*Teks bacaan*:
<<<<

Bukan cuma ditambang, tapi diolah, dikemas, dan dijual kembali dalam bentuk informasi dan pengetahuan yang tampak netral. Lalu didistribusikan lewat sistem yang sangat canggih agar bisa kembali kepada kita dalam rupa rekomendasi produk, berita, hiburan, bahkan keputusan yang kita anggap datang dari kehendak bebas.
Padahal, mungkin bukan kehendak bebas kita yang bekerja, melainkan algoritma, yang tahu lebih dulu keinginan kita -bahkan sebelum kita sempat menyadarinya.
Kita menyebut diri sebagai pengguna, tapi dalam banyak hal sebetulnya kita justru adalah produk itu sendiri. Tubuh digital kita -seperti jejak pencarian, kebiasaan scroll, reaksi emosi di media sosial- sudah menjadi bahan bakar utama dari sistem ekonomi yang tak pernah kenyang.
Dulu, yang dijual adalah komoditas. Sekarang: kemungkinan. Dan kemungkinan itu disusun dari serpihan-serpihan perilaku kita -dimonitor, dikalkulasi, disesuaikan.
Meskipun dibungkus dalam bahasa teknologi tinggi dan pengalaman pengguna yang nyaman, situasi ini sebetulnya menyimpan logika yang tidak asing: logika kolonialisme.
Dulu, tanah dan manusia dijajah untuk diperas hasilnya. Sekarang, yang dijajah adalah ruang hidup digital kita. Ia dijelajahi, dipetakan, dan diambil hasilnya, tanpa kita pernah merasa sedang kehilangan apa pun. Sebab yang dirampas bukan fisik, tapi kesadaran.
Ini seperti suatu jebakan yang halus. Ketika data diproses dan dimanfaatkan untuk menyempurnakan sistem rekomendasi, pengalaman yang kita dapat tampak makin personal.

>>>>

*Kerjakan berikut ini*:
1 – Menurut teks bacaan, logika tidak asing apa yang tersimpan di balik bahasa teknologi tinggi dan pengalaman pengguna yang nyaman?
2 – Tulis ulang bagian teks bacaan dari "Bukan cuma ditambang, tapi" sampai dengan "tak pernah kenyang.", lalu ganti "algoritma" dengan "mesin".
3 – Sebutkan semua rupa yang, menurut teks bacaan, menjadi bentuk kembalinya informasi dan pengetahuan kepada kita.

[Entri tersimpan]
<<<<

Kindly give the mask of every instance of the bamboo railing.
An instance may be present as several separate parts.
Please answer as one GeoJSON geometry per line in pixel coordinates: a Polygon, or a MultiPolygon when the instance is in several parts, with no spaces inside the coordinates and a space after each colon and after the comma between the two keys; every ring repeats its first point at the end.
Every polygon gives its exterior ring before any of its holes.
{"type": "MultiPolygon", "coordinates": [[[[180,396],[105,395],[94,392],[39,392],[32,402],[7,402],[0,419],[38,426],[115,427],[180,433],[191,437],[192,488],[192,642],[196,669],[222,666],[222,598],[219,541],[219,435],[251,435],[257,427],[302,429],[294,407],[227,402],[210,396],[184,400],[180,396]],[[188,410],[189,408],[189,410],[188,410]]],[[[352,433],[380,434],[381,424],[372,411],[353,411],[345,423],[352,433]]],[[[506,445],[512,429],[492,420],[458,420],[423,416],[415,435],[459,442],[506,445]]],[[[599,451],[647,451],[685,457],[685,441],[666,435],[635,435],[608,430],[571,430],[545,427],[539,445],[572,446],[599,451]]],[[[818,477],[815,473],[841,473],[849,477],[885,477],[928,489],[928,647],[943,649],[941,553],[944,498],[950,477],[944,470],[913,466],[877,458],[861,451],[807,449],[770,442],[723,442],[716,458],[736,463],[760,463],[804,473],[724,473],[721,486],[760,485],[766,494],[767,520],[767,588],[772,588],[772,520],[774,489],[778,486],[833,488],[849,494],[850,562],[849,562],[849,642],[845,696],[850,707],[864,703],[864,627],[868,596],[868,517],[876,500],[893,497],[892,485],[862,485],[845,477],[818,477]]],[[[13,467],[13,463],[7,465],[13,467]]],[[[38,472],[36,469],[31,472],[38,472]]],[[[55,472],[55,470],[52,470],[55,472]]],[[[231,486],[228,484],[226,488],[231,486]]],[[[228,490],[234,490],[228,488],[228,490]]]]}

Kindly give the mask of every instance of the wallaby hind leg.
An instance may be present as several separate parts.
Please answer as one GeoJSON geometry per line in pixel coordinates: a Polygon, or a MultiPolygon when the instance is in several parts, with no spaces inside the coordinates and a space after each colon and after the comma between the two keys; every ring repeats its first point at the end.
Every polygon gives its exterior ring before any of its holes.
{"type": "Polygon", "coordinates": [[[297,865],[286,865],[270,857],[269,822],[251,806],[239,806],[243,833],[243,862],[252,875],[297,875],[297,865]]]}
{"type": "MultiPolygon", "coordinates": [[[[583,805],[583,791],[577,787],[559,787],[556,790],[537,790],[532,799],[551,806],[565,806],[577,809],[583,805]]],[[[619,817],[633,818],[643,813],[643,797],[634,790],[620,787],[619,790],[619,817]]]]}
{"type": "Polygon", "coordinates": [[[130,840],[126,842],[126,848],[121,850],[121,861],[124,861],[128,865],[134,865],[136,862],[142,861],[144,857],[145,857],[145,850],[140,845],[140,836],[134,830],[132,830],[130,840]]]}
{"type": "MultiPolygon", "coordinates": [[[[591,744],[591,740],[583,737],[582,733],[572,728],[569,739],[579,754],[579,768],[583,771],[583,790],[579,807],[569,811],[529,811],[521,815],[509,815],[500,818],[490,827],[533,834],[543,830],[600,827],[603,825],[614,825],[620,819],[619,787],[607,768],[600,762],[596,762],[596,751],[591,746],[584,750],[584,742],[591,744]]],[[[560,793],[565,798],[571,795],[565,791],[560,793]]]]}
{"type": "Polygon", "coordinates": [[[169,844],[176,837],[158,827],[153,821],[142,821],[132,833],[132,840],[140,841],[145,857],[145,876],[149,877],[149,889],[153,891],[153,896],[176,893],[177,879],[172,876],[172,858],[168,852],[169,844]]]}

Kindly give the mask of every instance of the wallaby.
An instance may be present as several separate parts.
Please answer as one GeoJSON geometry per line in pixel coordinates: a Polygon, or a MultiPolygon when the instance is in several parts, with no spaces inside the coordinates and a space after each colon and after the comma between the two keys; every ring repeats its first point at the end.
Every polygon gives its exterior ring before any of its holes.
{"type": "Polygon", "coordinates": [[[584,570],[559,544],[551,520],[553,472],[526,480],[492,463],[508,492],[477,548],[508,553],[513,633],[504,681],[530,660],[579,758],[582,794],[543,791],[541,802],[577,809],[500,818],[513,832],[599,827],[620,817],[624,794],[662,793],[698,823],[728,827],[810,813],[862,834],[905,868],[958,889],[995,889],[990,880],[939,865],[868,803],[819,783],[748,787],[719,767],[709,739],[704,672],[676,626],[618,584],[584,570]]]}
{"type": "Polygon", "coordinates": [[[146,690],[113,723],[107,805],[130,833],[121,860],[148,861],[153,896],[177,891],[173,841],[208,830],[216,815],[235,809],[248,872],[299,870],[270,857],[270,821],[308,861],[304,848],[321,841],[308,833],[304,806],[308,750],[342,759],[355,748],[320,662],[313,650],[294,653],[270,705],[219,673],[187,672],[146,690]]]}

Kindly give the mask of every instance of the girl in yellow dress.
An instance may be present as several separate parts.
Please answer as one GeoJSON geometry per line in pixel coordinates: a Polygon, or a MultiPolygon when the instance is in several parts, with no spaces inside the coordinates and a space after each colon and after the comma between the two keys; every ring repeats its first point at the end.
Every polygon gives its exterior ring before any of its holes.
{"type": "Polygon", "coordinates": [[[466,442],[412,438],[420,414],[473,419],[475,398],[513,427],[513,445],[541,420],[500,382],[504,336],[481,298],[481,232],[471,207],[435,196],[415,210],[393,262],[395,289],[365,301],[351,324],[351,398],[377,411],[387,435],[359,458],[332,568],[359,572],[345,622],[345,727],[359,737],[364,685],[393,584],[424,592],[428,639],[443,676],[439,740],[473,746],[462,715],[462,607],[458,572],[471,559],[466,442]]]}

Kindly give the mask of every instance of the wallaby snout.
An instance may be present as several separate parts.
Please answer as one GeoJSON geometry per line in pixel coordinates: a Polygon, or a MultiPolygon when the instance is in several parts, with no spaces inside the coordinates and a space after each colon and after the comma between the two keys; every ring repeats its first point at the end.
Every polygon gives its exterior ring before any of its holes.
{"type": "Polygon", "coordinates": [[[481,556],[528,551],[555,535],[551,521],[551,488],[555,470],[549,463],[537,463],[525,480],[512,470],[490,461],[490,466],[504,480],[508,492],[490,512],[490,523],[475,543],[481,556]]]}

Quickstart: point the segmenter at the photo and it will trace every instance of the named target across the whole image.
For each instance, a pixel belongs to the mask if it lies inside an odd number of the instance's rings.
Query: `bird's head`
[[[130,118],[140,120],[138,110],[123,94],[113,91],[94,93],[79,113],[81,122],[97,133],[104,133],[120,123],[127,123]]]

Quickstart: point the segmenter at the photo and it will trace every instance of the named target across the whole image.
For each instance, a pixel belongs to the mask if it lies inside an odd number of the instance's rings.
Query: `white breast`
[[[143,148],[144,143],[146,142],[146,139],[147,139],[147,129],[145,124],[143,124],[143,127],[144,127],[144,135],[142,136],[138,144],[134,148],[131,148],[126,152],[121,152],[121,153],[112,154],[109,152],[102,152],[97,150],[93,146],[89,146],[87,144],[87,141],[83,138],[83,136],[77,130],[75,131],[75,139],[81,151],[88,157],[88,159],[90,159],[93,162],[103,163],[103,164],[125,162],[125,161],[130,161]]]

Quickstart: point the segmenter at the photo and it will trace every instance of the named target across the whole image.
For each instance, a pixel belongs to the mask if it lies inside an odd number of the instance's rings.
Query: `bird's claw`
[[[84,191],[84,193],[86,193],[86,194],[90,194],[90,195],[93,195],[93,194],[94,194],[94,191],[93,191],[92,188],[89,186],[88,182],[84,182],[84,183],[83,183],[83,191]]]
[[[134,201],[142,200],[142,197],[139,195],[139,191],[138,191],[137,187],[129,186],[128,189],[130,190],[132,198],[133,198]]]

>>>>

*Kunci jawaban*:
1 – Logika kolonialisme.

2 –
Bukan cuma ditambang, tapi diolah, dikemas, dan dijual kembali dalam bentuk informasi dan pengetahuan yang tampak netral. Lalu didistribusikan lewat sistem yang sangat canggih agar bisa kembali kepada kita dalam rupa rekomendasi produk, berita, hiburan, bahkan keputusan yang kita anggap datang dari kehendak bebas.
Padahal, mungkin bukan kehendak bebas kita yang bekerja, melainkan mesin, yang tahu lebih dulu keinginan kita -bahkan sebelum kita sempat menyadarinya.
Kita menyebut diri sebagai pengguna, tapi dalam banyak hal sebetulnya kita justru adalah produk itu sendiri. Tubuh digital kita -seperti jejak pencarian, kebiasaan scroll, reaksi emosi di media sosial- sudah menjadi bahan bakar utama dari sistem ekonomi yang tak pernah kenyang.

3 – Rekomendasi produk, berita, hiburan, dan keputusan yang kita anggap datang dari kehendak bebas.